**What to work on**
Locate every line in the material that contains the string "ceiling" and copy each such line. The match is case-sensitive.
━━━━━━━━━━━━━━━━━━━━━━━━━━━━━━
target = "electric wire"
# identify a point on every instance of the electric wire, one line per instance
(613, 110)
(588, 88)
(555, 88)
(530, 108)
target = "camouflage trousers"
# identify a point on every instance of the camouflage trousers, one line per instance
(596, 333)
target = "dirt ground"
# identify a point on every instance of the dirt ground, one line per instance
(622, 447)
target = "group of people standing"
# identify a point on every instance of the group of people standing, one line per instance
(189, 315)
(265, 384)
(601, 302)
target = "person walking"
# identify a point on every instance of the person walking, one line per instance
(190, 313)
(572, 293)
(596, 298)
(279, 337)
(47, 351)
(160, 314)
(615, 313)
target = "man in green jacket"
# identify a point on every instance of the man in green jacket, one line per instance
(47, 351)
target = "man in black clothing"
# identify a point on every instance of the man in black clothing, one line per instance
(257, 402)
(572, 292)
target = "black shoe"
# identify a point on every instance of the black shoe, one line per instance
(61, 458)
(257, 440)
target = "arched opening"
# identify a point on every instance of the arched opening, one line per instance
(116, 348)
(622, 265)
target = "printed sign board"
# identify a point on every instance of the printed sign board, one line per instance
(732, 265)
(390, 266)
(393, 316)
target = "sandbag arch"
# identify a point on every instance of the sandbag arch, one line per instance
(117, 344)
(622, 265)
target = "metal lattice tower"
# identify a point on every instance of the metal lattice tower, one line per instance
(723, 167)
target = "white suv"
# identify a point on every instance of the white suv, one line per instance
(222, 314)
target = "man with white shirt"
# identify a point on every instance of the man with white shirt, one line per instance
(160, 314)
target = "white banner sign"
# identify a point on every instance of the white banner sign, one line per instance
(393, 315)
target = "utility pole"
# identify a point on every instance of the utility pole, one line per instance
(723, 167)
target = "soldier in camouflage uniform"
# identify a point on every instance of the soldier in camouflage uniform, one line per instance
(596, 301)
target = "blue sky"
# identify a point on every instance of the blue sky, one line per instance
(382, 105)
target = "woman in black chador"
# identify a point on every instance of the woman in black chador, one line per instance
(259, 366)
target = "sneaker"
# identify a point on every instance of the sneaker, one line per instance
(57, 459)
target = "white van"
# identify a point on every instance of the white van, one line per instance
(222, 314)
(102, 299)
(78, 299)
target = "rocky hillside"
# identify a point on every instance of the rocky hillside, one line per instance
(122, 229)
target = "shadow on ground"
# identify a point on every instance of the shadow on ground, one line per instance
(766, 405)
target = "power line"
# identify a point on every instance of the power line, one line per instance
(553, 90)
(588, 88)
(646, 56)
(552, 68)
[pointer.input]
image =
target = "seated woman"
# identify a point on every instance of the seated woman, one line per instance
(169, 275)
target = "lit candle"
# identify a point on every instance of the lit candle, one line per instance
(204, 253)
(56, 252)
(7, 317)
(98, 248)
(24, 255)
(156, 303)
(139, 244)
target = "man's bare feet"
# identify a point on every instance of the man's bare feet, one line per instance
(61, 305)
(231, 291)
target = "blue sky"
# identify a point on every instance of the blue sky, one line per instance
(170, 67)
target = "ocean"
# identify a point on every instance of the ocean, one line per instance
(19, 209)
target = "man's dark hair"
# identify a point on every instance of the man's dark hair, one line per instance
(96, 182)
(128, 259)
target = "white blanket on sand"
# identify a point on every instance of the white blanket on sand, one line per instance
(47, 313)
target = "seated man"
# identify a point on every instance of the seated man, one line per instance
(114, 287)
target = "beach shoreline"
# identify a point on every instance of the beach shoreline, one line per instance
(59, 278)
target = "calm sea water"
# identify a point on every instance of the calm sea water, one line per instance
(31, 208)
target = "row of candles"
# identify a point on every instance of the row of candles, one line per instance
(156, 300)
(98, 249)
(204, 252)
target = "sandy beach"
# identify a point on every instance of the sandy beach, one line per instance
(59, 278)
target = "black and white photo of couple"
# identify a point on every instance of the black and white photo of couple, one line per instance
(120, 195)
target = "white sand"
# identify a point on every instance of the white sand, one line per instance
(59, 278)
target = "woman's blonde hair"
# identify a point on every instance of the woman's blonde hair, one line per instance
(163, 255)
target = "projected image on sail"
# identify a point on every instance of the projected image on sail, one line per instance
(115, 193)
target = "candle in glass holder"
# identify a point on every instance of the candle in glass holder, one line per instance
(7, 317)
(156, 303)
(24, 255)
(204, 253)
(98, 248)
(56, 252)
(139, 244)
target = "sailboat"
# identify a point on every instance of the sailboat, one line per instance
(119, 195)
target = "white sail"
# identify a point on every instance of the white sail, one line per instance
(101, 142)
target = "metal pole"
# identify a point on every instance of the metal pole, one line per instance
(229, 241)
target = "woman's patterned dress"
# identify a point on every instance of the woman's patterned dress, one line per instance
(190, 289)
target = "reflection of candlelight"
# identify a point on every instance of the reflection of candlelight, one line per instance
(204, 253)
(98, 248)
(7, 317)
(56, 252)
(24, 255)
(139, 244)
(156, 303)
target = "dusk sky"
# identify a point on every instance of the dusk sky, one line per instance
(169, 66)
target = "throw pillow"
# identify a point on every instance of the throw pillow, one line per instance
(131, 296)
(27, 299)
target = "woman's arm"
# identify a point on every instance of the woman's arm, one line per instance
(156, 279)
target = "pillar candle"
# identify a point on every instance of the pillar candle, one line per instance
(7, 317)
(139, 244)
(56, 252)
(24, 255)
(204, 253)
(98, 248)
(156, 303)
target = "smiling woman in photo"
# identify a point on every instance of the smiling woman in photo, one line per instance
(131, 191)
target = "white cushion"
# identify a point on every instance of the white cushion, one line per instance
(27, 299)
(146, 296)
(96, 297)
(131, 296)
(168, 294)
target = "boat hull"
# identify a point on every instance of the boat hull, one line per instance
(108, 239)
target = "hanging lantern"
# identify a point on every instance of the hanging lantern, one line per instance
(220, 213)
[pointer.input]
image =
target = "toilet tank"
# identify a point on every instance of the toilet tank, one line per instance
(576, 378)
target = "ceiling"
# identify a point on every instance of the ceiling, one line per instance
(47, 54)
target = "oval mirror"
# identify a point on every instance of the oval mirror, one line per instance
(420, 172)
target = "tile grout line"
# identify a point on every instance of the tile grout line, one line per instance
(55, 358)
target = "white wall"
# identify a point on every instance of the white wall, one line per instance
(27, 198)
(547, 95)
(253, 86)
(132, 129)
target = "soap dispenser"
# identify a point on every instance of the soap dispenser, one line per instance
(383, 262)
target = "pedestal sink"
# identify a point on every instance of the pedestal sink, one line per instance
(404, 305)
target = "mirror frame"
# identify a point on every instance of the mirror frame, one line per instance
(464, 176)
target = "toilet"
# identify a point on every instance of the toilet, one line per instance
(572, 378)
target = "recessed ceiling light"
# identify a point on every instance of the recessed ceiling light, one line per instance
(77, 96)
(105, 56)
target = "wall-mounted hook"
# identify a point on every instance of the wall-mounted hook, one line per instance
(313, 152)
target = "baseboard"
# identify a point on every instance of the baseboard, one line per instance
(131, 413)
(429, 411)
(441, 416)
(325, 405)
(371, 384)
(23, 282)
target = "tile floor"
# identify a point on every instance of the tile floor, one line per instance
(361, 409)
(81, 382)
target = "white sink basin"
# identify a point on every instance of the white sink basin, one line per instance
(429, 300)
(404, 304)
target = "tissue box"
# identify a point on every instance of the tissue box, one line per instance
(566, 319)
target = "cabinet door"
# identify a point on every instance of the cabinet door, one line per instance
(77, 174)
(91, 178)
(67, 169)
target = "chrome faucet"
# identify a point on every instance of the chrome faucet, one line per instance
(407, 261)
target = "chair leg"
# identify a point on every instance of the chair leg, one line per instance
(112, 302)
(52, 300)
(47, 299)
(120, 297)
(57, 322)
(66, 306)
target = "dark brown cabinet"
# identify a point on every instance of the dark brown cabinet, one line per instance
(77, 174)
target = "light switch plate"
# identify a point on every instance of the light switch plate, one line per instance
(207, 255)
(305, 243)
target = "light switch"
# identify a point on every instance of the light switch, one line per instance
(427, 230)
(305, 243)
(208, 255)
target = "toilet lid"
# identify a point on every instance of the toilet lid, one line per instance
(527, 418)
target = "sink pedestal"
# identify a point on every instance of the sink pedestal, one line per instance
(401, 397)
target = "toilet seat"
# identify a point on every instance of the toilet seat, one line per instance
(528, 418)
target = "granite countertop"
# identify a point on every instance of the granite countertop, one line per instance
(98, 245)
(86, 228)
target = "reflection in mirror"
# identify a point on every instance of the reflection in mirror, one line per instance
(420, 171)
━━━━━━━━━━━━━━━━━━━━━━━━━━━━━━
**Response to this task**
target = "ceiling"
# identify a point on every instance of the ceiling, one line per instance
target = "recessed ceiling light"
# identify a point on every instance of the recessed ceiling light, one line per instance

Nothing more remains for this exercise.